_FRAGMENTO DE TEXTO_
┏━━

Llegar a la jubilación, en razonable estado de
salud, es una de las metas más anheladas por quienes han dedicado su dilatada
vida laboral a ser útiles a sí mismos y a los demás en cualquier actividad
humana. Cuando llega este momento, uno confía en disfrutar de las aficiones más
o menos secretas que el ajetreo del afanar le ha impedido llevar a cabo y se
dispone a disfrutarlas a pleno pulmón. De entre todas ellas quizá la “dirección
de obras” y el caminar sean las más socorridas y que menos experiencia
reclaman. La primera significa, además de observar y criticar, la posibilidad
de contrastar pareceres con otros “expertos” con los que al final se termina
hablando de la traída de aguas a la villa de los contertulios o de la
construcción del silo en tu pueblo. La segunda, te permite descubrir aspectos
desconocidos de la ciudad en la que has consumido tu vida entre multitud de
vicisitudes de toda índole, con experiencias de todo signo, incluidos ―¿por qué
no?― los momentos ingratos, que, según la voz popular más pesimista, son los más frecuentes.
Sin embargo, tal parece que este segundo
entretenimiento se esté convirtiendo en los últimos tiempos en una actividad
harto peligrosa desde que el ilimitado concepto de libertad y la tan manida
tolerancia hayan disparado al alza las cotas menos razonables del derecho de
todos. Especialmente cuando uno se dispone a hacerlo por un “carril peatonal”

┗━━

_EJERCICIO ESCRITO_
¿Puedes imprimir completo el texto de arriba sobre la jubilación, sin cambiar ni una palabra?

_REGISTROS DE DATOS_
┏━━

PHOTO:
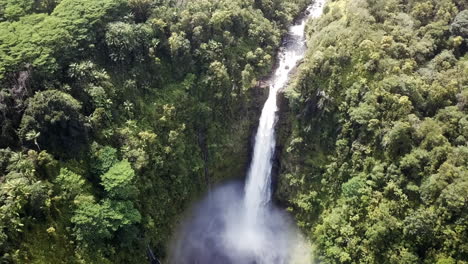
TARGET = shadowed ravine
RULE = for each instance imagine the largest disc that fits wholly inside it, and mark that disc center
(239, 224)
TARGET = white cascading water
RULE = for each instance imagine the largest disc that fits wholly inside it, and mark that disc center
(258, 186)
(236, 223)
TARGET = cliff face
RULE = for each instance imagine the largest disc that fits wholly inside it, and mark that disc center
(374, 152)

┗━━

_RESULTADO_
Llegar a la jubilación, en razonable estado de
salud, es una de las metas más anheladas por quienes han dedicado su dilatada
vida laboral a ser útiles a sí mismos y a los demás en cualquier actividad
humana. Cuando llega este momento, uno confía en disfrutar de las aficiones más
o menos secretas que el ajetreo del afanar le ha impedido llevar a cabo y se
dispone a disfrutarlas a pleno pulmón. De entre todas ellas quizá la “dirección
de obras” y el caminar sean las más socorridas y que menos experiencia
reclaman. La primera significa, además de observar y criticar, la posibilidad
de contrastar pareceres con otros “expertos” con los que al final se termina
hablando de la traída de aguas a la villa de los contertulios o de la
construcción del silo en tu pueblo. La segunda, te permite descubrir aspectos
desconocidos de la ciudad en la que has consumido tu vida entre multitud de
vicisitudes de toda índole, con experiencias de todo signo, incluidos ―¿por qué
no?― los momentos ingratos, que, según la voz popular más pesimista, son los más frecuentes.
Sin embargo, tal parece que este segundo
entretenimiento se esté convirtiendo en los últimos tiempos en una actividad
harto peligrosa desde que el ilimitado concepto de libertad y la tan manida
tolerancia hayan disparado al alza las cotas menos razonables del derecho de
todos. Especialmente cuando uno se dispone a hacerlo por un “carril peatonal”